**CHALLENGE**
Rewrite the records below as a numbered list, leaving out blank lines.

**SUPPLIED ENTRIES**
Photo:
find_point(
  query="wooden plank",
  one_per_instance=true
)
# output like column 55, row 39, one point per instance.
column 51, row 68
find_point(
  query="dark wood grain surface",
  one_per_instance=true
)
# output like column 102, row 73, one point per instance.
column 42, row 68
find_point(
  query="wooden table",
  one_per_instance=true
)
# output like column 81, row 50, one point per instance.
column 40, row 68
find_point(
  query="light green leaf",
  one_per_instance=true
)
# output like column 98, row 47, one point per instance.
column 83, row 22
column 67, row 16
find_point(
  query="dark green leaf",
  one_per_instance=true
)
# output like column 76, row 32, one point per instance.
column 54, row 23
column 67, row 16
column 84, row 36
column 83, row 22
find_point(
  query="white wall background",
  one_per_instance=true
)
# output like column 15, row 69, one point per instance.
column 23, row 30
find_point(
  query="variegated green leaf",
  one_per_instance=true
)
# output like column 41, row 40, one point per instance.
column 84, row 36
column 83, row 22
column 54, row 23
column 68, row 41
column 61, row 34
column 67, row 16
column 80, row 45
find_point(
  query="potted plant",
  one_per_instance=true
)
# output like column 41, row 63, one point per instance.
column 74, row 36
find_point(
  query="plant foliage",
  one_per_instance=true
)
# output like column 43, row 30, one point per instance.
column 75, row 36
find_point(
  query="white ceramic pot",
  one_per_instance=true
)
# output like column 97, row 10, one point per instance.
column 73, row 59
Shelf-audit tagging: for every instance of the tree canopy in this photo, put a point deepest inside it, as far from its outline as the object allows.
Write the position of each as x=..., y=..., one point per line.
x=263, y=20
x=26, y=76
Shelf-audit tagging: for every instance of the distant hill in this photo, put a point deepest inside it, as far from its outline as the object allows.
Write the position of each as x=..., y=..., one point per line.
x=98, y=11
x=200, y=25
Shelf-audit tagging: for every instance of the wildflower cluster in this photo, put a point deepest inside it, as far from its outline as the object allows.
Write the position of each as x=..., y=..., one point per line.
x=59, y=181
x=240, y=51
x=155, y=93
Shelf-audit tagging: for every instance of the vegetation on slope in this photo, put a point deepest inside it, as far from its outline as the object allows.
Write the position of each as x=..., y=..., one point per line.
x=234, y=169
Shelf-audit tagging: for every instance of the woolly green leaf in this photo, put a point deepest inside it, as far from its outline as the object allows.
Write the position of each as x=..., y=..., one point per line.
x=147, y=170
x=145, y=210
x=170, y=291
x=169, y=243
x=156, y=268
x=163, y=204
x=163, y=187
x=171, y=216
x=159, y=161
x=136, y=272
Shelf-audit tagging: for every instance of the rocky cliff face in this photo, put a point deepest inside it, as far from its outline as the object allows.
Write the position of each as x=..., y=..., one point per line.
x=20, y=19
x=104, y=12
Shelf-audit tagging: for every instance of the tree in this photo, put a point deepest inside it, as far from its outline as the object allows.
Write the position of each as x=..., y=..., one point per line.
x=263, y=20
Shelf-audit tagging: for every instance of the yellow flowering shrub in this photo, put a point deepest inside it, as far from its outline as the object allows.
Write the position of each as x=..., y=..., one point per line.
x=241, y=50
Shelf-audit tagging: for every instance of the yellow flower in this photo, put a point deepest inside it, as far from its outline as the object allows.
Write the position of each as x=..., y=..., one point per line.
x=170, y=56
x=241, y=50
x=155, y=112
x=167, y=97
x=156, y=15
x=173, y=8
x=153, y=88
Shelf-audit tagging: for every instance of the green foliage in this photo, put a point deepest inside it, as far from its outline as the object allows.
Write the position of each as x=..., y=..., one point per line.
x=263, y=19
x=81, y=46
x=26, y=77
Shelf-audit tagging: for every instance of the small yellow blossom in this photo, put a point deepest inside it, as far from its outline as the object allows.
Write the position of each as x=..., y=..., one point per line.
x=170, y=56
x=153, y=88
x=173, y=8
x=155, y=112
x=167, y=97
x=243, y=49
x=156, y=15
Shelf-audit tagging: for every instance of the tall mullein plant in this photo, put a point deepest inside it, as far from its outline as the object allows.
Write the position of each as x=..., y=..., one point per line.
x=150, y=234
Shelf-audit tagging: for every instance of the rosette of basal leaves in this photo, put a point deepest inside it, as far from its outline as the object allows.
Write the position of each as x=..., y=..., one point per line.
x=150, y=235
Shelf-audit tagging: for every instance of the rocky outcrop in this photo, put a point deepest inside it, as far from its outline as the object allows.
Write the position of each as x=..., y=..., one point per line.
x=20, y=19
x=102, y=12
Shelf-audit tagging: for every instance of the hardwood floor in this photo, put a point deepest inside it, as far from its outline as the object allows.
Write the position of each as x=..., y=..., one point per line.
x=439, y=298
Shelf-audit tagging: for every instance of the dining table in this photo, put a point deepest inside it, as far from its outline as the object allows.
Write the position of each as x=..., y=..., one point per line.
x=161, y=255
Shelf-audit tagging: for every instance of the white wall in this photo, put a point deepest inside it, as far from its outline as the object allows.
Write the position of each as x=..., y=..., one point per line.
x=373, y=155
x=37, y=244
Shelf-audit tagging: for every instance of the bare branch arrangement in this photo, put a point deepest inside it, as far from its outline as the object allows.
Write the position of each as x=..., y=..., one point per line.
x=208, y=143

**OUTPUT OF THE EXERCISE**
1. Photo:
2. find_point(
3.   query="wooden plank",
4.   one_per_instance=true
5. )
6. # output like column 55, row 39, one point per instance.
7. column 51, row 68
8. find_point(
9.   query="dark wood grain surface",
10.   one_per_instance=true
11. )
12. # output like column 102, row 73, one point per instance.
13. column 42, row 68
14. find_point(
15.   query="wooden table",
16.   one_per_instance=true
17. )
18. # output like column 81, row 50, one point per instance.
19. column 40, row 68
20. find_point(
21.   query="light green leaf",
22.   one_per_instance=true
23. )
24. # output like column 98, row 47, one point per instance.
25. column 83, row 22
26. column 67, row 16
27. find_point(
28.   query="dark green leaf",
29.   one_per_instance=true
30. )
31. # output like column 76, row 32, one point per instance.
32. column 54, row 23
33. column 67, row 16
34. column 84, row 36
35. column 83, row 22
36. find_point(
37.   query="white wall background",
38.   one_per_instance=true
39. )
40. # output like column 15, row 69, one point per instance.
41. column 23, row 30
42. find_point(
43.   query="variegated green leaf",
44.   one_per_instance=true
45. )
46. # output like column 41, row 40, one point per instance.
47. column 84, row 36
48. column 83, row 22
49. column 54, row 23
50. column 68, row 41
51. column 61, row 34
52. column 67, row 16
53. column 80, row 45
54. find_point(
55.   query="potted plant",
56.   one_per_instance=true
57. )
58. # output like column 41, row 63, one point per instance.
59. column 74, row 36
60. find_point(
61.   query="plant foliage",
62.   one_per_instance=true
63. )
64. # output like column 43, row 30, one point per instance.
65. column 75, row 36
66. find_point(
67.   query="white ceramic pot",
68.   one_per_instance=true
69. )
70. # output like column 97, row 10, one point per instance.
71. column 73, row 59
72. Shelf-audit tagging: for every instance of the tree canopy in this photo, put a point deepest inside it, as far from its outline as the object allows.
73. Write the position of each as x=..., y=..., one point per line.
74. x=263, y=20
75. x=26, y=76
76. Shelf-audit tagging: for every instance of the distant hill in this photo, put a point deepest inside it, as far from its outline as the object allows.
77. Write the position of each as x=..., y=..., one point per line.
78. x=98, y=11
79. x=200, y=25
80. Shelf-audit tagging: for every instance of the wildflower cluster in this photo, put a point deepest inside it, as far from its outline as the object allows.
81. Write the position of each as x=..., y=..., one point per line.
82. x=59, y=181
83. x=240, y=51
84. x=155, y=93
85. Shelf-audit tagging: for every instance of the vegetation on slope in this photo, put a point deepest inside it, as far from its outline as the object allows.
86. Write the position of each as x=..., y=..., one point per line.
87. x=234, y=169
88. Shelf-audit tagging: for every instance of the woolly green leaf in this photo, put a point deepest inside it, as far from its outline as the object allows.
89. Write the position of each as x=..., y=..., one point per line.
90. x=147, y=170
91. x=145, y=210
92. x=170, y=291
93. x=169, y=243
94. x=156, y=268
95. x=163, y=204
96. x=163, y=187
97. x=171, y=216
98. x=159, y=161
99. x=136, y=272
100. Shelf-audit tagging: for every instance of the rocky cliff face in this photo, put a point deepest inside it, as far from its outline as the object allows.
101. Write the position of each as x=..., y=..., one point per line.
102. x=20, y=19
103. x=104, y=12
104. Shelf-audit tagging: for every instance of the tree in this photo, put a point deepest inside it, as far from its outline as the object allows.
105. Write the position of each as x=..., y=..., one point per line.
106. x=263, y=20
107. Shelf-audit tagging: for every instance of the yellow flowering shrub in this photo, put a point deepest inside it, as far from its outline as the object allows.
108. Write the position of each as x=..., y=..., one point per line.
109. x=241, y=50
110. Shelf-audit tagging: for every instance of the yellow flower in this photo, put a point deepest inside it, as far from its outline as the object allows.
111. Write the position of each as x=..., y=..., one point per line.
112. x=170, y=56
113. x=241, y=50
114. x=155, y=112
115. x=167, y=97
116. x=156, y=15
117. x=173, y=8
118. x=153, y=88
119. Shelf-audit tagging: for every instance of the green foliage in this photo, put a point deepest inside it, as far from its outline as the object allows.
120. Write the position of each as x=..., y=..., one point per line.
121. x=263, y=19
122. x=81, y=46
123. x=26, y=77
124. Shelf-audit tagging: for every instance of the small yellow blossom in this photo, put a point deepest inside it, as far from its outline as the object allows.
125. Write the position of each as x=..., y=..., one point per line.
126. x=170, y=56
127. x=153, y=88
128. x=173, y=8
129. x=155, y=112
130. x=167, y=97
131. x=243, y=49
132. x=156, y=15
133. Shelf-audit tagging: for every instance of the tall mullein plant in this photo, put a point deepest inside it, as far from its outline as the object allows.
134. Write the position of each as x=..., y=..., one point per line.
135. x=150, y=234
136. Shelf-audit tagging: for every instance of the rosette of basal leaves in this photo, put a point deepest inside it, as far from its outline as the object allows.
137. Write the position of each as x=..., y=..., one point per line.
138. x=150, y=235
139. Shelf-audit tagging: for every instance of the rocky outcrop in this photo, put a point deepest inside it, as far from its outline as the object allows.
140. Write the position of each as x=..., y=..., one point per line.
141. x=20, y=19
142. x=102, y=12
143. Shelf-audit tagging: for every instance of the hardwood floor in this photo, put a point deepest inside it, as far from its outline as the object allows.
144. Write the position of each as x=..., y=..., one point per line.
145. x=439, y=298
146. Shelf-audit tagging: for every instance of the dining table in this photo, put a point deepest inside it, as far from its outline as the object allows.
147. Write the position of each as x=..., y=..., one point per line.
148. x=161, y=255
149. Shelf-audit tagging: for every instance of the white wall in this photo, put a point deepest inside it, as far from its outline as the object allows.
150. Write the position of each as x=..., y=..., one point per line.
151. x=373, y=155
152. x=37, y=244
153. Shelf-audit tagging: for every instance of the bare branch arrangement in this photo, put a point deepest inside it, as far from its outline as the object allows.
154. Write the position of each as x=..., y=..., one point per line.
155. x=208, y=143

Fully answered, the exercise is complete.